Opposition entre ténèbres et lumière, qui va devenir dans le monde hellénique opposition entre esprit et matière, d'une façon qui me semble induire une réflexion sur la distinction lumière-ténèbres. “Ténèbre”, au plan intellectuel, parle d’opacité, “lumière” parle de clarté. C'est là l'opposition que fait Platon entre matière et esprit. Où la dualité est celle de l’intelligence percevant l’Idée, lumineuse, d’une part, derrière la matière opaque de l’autre.

Or c’est cela que l’on va retrouver au tournant de notre ère à Alexandrie, ce carrefour de la gnose, après avoir été celui de la pensée hellénistique de facture néo-platonicienne et de la pensée biblique (rencontre du penser et du dire d’un logos grec et biblique cher à Michel Roquebert). Figure centrale ici : le philosophe juif Philon d'Alexandrie, puis les penseurs chrétiens Clément puis Origène — lui dont la théologie sera pour plusieurs siècles la référence universelle du christianisme.

● **CONSIGNE ÉCRITE A**
Transcrivez intégralement, sans la moindre modification, le texte sur l'opposition entre ténèbres et lumière.

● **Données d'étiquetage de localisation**
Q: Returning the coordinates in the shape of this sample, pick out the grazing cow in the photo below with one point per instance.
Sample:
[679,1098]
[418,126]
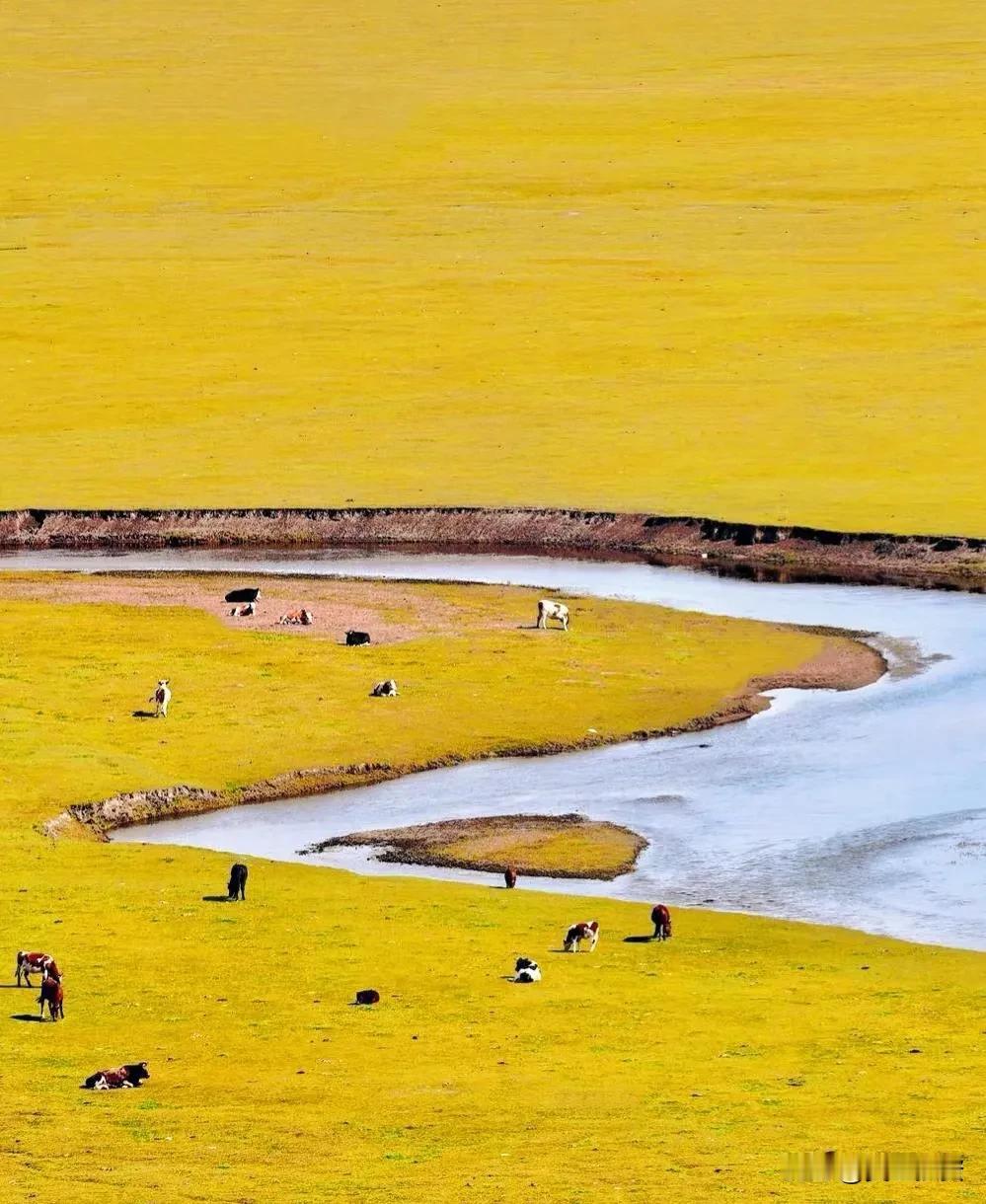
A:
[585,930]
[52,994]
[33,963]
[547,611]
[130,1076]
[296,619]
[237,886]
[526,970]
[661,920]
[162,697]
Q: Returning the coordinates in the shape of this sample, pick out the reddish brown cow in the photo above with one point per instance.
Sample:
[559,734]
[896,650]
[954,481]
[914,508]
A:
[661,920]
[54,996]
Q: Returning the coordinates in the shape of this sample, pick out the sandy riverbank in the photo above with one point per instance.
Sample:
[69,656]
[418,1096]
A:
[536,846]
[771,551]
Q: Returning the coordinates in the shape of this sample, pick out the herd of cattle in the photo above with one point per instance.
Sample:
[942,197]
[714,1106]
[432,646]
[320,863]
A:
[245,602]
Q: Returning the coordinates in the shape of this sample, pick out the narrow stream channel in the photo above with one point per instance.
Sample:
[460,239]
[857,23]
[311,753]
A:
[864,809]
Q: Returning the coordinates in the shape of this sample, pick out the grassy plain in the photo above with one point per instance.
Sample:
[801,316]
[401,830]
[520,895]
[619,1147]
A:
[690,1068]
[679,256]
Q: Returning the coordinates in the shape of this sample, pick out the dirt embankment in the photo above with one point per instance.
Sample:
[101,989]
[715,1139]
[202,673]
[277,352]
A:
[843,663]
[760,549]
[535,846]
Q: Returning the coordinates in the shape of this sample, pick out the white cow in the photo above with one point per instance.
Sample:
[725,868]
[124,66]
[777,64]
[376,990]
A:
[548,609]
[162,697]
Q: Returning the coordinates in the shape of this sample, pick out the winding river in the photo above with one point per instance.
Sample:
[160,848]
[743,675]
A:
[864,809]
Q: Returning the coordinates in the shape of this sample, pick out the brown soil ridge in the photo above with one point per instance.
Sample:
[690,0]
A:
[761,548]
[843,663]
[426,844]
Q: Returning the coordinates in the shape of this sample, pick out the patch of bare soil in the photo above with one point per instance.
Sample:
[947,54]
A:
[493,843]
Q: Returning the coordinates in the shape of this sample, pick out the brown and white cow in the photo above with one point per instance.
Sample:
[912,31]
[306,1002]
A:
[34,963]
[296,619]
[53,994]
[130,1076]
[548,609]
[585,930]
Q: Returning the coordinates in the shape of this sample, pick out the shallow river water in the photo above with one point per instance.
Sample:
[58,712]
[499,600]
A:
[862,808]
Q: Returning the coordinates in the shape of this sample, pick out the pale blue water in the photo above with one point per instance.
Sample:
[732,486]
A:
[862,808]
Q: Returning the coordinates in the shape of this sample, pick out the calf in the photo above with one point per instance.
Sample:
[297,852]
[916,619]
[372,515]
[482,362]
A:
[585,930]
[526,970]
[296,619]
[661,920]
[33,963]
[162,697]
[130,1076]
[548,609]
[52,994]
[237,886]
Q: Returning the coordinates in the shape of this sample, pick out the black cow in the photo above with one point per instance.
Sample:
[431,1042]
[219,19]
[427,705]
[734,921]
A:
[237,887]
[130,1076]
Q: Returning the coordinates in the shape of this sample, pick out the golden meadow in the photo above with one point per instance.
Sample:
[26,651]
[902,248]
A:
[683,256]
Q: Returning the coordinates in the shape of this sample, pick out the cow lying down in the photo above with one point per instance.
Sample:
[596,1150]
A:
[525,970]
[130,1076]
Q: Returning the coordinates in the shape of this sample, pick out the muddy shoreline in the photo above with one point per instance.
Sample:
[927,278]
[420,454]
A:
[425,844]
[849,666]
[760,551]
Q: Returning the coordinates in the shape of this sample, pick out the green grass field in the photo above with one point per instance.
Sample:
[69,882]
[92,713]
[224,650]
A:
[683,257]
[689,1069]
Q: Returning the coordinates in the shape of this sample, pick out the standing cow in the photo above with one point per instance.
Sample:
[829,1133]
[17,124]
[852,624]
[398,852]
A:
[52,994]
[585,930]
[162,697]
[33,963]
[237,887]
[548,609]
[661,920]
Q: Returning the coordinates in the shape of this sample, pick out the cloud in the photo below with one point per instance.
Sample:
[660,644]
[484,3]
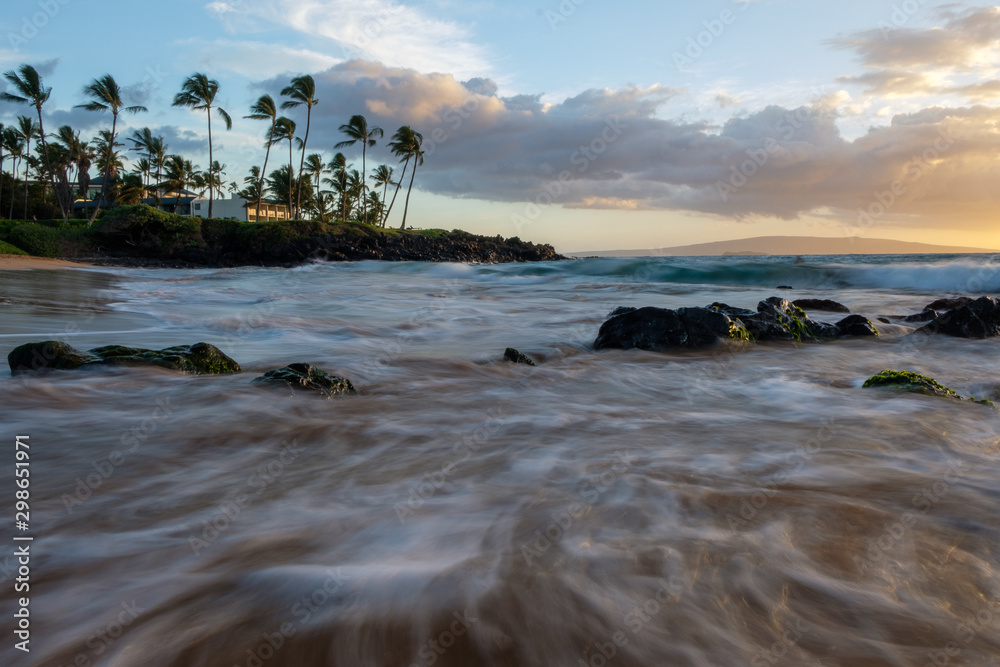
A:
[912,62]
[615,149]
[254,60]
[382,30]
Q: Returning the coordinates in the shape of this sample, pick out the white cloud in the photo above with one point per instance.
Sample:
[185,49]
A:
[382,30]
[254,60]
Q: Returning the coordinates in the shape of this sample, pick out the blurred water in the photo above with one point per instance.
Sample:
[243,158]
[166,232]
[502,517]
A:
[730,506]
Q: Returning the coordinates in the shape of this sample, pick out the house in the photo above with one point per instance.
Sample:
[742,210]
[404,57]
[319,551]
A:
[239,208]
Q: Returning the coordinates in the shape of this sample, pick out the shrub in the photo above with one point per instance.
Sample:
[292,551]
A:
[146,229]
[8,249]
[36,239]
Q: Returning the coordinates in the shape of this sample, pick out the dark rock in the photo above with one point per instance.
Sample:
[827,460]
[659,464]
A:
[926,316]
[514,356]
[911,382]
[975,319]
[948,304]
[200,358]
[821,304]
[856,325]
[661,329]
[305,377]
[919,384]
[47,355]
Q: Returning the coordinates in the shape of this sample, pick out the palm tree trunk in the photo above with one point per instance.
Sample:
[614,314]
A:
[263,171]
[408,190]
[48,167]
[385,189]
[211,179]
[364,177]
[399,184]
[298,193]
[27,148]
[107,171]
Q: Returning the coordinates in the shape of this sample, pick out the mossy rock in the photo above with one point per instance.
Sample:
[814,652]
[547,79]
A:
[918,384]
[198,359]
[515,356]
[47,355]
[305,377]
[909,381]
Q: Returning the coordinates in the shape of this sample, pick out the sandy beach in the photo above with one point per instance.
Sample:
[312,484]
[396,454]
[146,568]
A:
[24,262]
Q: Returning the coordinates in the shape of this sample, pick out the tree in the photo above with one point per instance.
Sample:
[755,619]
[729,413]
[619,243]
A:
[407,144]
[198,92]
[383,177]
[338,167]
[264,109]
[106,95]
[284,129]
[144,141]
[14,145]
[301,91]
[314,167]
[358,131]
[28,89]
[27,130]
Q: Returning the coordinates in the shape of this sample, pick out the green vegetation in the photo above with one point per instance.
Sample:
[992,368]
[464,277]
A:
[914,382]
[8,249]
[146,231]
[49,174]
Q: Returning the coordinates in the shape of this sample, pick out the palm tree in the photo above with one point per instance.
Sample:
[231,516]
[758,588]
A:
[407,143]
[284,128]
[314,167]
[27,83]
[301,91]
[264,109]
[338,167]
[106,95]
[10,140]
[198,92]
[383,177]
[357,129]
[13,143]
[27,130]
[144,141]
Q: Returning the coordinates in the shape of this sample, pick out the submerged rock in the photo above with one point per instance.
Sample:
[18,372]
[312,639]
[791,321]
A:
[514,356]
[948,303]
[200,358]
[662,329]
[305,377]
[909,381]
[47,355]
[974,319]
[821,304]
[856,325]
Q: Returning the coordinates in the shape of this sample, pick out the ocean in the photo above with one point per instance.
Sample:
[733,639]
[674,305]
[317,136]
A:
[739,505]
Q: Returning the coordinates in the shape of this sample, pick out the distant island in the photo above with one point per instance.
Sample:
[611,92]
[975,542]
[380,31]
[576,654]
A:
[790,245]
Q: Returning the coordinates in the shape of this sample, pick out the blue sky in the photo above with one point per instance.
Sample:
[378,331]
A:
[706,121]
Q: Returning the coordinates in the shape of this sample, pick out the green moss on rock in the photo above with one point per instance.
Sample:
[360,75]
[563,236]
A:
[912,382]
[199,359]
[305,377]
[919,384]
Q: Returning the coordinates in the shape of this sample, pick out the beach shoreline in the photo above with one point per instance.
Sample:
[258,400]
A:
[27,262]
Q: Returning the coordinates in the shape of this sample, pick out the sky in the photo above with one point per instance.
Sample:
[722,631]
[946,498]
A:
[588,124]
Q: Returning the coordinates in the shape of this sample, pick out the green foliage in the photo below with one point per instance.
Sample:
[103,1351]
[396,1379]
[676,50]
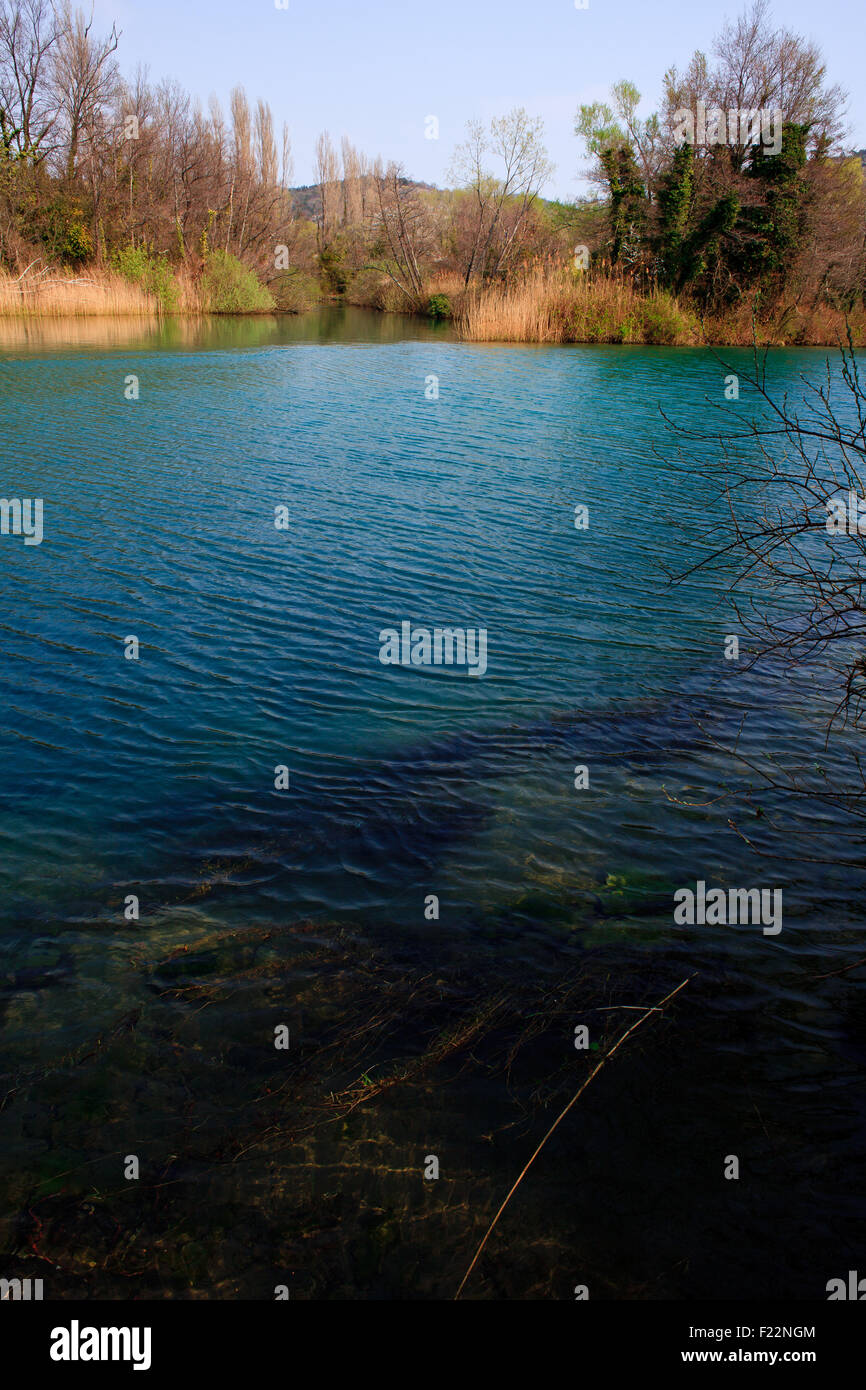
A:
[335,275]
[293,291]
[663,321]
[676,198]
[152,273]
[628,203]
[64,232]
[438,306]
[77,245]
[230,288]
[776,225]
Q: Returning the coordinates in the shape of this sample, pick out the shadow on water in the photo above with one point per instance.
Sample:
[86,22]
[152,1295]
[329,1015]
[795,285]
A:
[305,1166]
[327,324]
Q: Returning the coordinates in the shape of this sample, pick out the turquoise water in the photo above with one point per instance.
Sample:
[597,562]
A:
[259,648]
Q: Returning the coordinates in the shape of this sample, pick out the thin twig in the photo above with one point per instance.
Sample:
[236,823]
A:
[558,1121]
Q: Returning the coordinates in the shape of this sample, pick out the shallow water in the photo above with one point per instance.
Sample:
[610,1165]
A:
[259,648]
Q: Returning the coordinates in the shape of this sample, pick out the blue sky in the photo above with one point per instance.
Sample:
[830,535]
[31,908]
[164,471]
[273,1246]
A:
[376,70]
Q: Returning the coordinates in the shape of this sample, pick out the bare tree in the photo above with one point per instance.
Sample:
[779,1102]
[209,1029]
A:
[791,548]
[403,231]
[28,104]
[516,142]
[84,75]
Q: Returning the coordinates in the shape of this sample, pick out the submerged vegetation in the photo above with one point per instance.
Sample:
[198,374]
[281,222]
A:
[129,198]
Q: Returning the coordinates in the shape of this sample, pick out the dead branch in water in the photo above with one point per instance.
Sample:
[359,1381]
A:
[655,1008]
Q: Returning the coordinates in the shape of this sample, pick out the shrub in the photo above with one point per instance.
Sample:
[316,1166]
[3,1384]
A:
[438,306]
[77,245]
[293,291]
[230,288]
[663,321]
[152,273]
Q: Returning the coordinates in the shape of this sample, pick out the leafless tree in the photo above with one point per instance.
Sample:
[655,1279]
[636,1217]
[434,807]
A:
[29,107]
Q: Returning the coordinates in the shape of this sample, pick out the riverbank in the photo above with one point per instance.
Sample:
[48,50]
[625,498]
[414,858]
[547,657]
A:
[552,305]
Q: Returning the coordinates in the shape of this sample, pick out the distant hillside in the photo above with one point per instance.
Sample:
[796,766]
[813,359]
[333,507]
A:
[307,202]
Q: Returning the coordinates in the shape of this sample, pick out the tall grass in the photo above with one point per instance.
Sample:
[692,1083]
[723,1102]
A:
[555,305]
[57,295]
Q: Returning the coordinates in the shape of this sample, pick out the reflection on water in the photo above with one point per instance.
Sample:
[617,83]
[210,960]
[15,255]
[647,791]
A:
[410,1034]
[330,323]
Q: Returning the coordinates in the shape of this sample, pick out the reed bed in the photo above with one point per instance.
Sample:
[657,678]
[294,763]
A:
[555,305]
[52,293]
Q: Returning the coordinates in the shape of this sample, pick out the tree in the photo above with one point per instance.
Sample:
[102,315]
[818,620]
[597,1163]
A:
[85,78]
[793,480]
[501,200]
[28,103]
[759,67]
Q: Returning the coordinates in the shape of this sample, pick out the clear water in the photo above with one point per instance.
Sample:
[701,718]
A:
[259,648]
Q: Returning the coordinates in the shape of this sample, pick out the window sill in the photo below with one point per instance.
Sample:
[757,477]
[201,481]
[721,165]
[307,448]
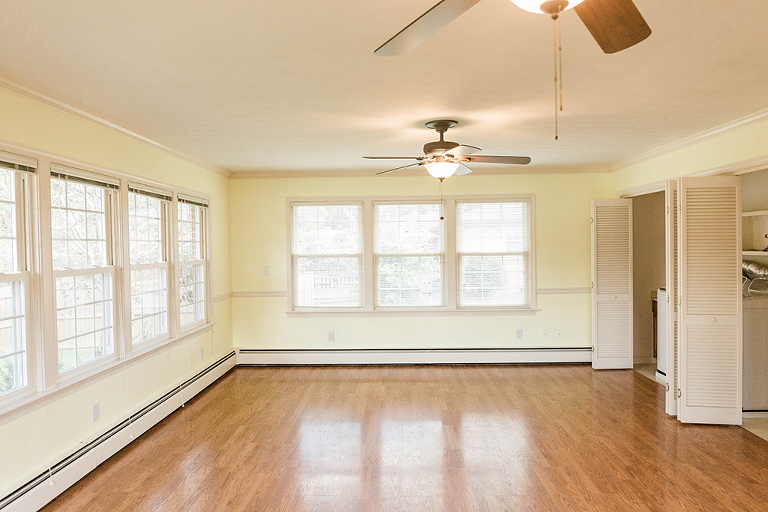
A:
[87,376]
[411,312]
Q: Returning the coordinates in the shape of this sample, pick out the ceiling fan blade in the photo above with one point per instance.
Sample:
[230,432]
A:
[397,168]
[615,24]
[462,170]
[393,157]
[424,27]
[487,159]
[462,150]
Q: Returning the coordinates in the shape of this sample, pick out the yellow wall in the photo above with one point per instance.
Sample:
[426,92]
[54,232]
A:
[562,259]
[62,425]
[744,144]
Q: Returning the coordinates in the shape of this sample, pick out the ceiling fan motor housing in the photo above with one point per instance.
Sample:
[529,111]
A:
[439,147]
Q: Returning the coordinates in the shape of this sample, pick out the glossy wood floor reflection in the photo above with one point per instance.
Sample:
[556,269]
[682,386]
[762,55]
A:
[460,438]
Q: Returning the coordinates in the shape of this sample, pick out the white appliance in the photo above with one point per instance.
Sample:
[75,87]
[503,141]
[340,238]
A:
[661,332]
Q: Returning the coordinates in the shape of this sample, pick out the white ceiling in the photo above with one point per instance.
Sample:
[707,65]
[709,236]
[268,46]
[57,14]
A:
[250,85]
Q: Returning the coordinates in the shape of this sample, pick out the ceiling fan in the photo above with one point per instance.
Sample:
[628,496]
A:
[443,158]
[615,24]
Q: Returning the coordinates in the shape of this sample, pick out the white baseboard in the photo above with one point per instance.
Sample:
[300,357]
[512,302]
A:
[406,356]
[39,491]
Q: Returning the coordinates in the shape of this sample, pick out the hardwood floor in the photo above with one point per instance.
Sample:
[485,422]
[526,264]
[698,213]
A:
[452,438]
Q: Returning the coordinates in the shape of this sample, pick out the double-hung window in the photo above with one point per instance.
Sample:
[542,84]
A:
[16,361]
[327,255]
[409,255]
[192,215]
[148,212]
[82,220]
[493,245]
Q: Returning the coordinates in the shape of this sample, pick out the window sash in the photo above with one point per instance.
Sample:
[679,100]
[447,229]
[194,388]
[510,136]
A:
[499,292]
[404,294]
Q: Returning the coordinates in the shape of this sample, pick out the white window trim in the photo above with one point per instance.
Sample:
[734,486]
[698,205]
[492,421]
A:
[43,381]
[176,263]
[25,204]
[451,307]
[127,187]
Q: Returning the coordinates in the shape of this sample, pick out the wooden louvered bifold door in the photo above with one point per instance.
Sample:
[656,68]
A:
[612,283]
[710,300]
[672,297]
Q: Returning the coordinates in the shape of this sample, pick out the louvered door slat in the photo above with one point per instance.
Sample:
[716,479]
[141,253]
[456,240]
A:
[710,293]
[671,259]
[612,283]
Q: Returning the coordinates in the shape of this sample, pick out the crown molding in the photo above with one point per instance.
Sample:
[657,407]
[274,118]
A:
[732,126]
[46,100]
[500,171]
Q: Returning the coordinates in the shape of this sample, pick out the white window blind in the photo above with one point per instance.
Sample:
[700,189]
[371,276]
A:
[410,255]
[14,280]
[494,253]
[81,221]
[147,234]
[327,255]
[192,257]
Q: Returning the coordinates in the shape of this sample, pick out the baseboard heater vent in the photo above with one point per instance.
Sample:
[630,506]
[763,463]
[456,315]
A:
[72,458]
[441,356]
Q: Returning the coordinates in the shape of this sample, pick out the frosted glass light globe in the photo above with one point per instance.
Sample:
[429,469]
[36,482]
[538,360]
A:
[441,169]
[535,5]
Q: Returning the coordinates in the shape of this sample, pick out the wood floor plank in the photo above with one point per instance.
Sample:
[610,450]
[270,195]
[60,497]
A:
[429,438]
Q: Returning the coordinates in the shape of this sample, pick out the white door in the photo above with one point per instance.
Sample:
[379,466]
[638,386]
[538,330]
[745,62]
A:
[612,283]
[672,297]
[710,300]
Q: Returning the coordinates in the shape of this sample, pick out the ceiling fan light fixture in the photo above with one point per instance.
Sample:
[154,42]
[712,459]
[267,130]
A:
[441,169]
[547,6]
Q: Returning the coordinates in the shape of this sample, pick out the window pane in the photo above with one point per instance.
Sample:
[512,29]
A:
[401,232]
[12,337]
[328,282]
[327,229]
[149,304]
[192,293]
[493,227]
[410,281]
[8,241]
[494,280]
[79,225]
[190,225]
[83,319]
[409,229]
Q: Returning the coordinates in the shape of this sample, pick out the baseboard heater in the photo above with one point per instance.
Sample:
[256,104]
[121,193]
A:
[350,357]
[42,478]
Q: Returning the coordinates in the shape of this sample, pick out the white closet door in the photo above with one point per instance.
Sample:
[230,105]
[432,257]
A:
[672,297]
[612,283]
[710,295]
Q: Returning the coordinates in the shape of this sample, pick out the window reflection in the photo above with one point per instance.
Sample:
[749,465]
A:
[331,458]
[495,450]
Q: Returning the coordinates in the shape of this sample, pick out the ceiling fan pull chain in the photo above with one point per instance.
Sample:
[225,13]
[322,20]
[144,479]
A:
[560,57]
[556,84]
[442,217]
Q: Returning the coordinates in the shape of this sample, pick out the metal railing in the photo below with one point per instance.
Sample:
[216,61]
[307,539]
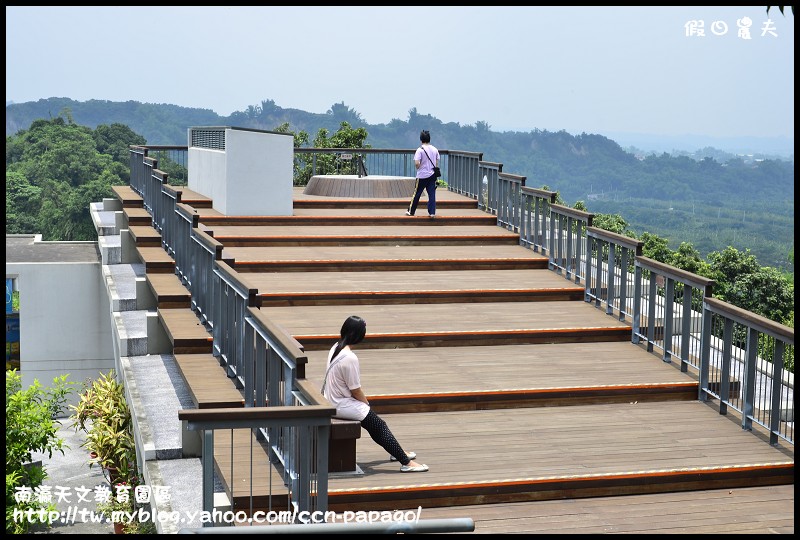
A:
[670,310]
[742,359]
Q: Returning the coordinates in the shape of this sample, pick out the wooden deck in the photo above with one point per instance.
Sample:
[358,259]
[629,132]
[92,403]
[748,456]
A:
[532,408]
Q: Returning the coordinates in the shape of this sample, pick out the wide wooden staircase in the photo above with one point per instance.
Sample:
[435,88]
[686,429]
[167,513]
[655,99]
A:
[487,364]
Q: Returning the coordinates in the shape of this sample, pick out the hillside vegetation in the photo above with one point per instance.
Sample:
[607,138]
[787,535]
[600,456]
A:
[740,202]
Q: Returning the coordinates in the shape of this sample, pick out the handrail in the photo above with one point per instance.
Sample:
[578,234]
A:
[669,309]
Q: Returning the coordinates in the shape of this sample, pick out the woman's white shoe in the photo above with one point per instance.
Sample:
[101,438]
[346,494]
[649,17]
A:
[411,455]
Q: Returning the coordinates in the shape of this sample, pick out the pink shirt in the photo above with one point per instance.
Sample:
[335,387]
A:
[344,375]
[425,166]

● **CONSIGNE ÉCRITE B**
Combien de lignes ci-dessus contiennent la chaîne « heater » ? Donnez seulement le nombre.

● **RÉPONSE FINALE A**
Opposition entre ténèbres et lumière, qui va devenir dans le monde hellénique opposition entre esprit et matière, d'une façon qui me semble induire une réflexion sur la distinction lumière-ténèbres. “Ténèbre”, au plan intellectuel, parle d’opacité, “lumière” parle de clarté. C'est là l'opposition que fait Platon entre matière et esprit. Où la dualité est celle de l’intelligence percevant l’Idée, lumineuse, d’une part, derrière la matière opaque de l’autre.

Or c’est cela que l’on va retrouver au tournant de notre ère à Alexandrie, ce carrefour de la gnose, après avoir été celui de la pensée hellénistique de facture néo-platonicienne et de la pensée biblique (rencontre du penser et du dire d’un logos grec et biblique cher à Michel Roquebert). Figure centrale ici : le philosophe juif Philon d'Alexandrie, puis les penseurs chrétiens Clément puis Origène — lui dont la théologie sera pour plusieurs siècles la référence universelle du christianisme.

● **RÉPONSE FINALE B**
2